• PROBLEM DETAILS: According to the report on the snow goose die-off near Cambridge Bay, what caused the previous two die-offs?

• PAGE EXCERPT:
□ □ □ □ □
Officials with the Canadian Wildlife Service are looking into the cause of a mass die-off of snow geese near Cambridge Bay, Nunavut.
Waterfowl biologist Eric Reed said "a few hundred" dead snow geese were found at Starvation Cove, 30 kilometres west of Cambridge Bay in late August. The cause of the deaths is unknown.
"We're still trying to get people out there and and hopefully get some samples, get some more information as to what happened," he said.
There have been several other die-offs of snow geese in recent years, including another one near Cambridge Bay in 2017 and one near Gjoa Haven, Reed said.
But he added that there have been other reports of healthy populations, so until the most recent die-off can be better investigated, it's impossible to be certain about the cause.
Too many birds competing for limited food
Reed said the previous two die-offs were caused by starvation related to poor weather conditions, which is a fairly regular occurrence. He also said snow geese on Victoria Island have been overpopulated in recent years. That means too many geese competing for limited food.
"For the past three decades, there have been conservation measures in place to try and reduce the size of that population to prevent further degradation of the habitat in the environment and to protect other species," he said.
□ □ □ □ □
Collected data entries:
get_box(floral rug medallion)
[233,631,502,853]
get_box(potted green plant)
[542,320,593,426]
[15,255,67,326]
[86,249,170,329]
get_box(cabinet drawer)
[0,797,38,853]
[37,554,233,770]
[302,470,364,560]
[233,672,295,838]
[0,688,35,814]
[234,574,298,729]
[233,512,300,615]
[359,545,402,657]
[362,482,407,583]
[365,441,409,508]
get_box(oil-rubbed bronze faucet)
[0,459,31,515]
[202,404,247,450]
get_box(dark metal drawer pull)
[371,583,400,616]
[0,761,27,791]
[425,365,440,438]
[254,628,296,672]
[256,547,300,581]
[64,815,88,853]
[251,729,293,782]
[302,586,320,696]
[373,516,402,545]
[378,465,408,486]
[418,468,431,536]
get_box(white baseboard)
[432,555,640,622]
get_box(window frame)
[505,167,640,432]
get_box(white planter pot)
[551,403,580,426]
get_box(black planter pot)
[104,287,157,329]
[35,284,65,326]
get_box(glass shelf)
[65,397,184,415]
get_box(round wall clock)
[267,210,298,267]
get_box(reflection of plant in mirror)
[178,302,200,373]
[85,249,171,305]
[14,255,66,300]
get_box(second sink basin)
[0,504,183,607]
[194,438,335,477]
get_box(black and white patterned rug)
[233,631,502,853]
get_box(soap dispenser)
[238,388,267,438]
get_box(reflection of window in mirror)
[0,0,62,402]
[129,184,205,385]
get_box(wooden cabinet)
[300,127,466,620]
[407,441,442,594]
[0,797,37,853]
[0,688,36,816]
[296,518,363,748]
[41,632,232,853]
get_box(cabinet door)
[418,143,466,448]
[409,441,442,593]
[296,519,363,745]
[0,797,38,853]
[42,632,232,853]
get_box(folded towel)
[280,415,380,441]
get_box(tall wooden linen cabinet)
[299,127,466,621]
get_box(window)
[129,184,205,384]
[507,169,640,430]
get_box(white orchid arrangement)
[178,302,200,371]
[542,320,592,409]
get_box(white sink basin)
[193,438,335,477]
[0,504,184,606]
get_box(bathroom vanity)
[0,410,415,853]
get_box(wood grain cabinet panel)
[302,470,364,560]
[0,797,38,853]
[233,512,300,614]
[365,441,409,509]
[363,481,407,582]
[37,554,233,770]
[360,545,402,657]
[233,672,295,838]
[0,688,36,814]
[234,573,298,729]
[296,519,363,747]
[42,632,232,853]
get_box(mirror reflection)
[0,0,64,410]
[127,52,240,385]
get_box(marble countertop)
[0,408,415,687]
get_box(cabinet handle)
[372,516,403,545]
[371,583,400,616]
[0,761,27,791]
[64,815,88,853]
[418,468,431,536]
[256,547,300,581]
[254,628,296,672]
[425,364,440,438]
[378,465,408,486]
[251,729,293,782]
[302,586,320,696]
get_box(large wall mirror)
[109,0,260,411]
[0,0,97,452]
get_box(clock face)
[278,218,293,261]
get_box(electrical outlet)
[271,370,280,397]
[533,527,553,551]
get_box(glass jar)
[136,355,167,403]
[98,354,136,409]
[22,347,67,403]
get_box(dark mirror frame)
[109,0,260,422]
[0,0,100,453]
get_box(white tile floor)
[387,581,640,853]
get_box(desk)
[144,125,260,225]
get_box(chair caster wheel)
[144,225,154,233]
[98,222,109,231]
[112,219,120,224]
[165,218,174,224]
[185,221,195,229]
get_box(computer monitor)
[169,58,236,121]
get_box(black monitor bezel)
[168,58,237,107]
□ □ □ □ □
• WRITTEN SOLUTION: Starvation related to poor weather conditions.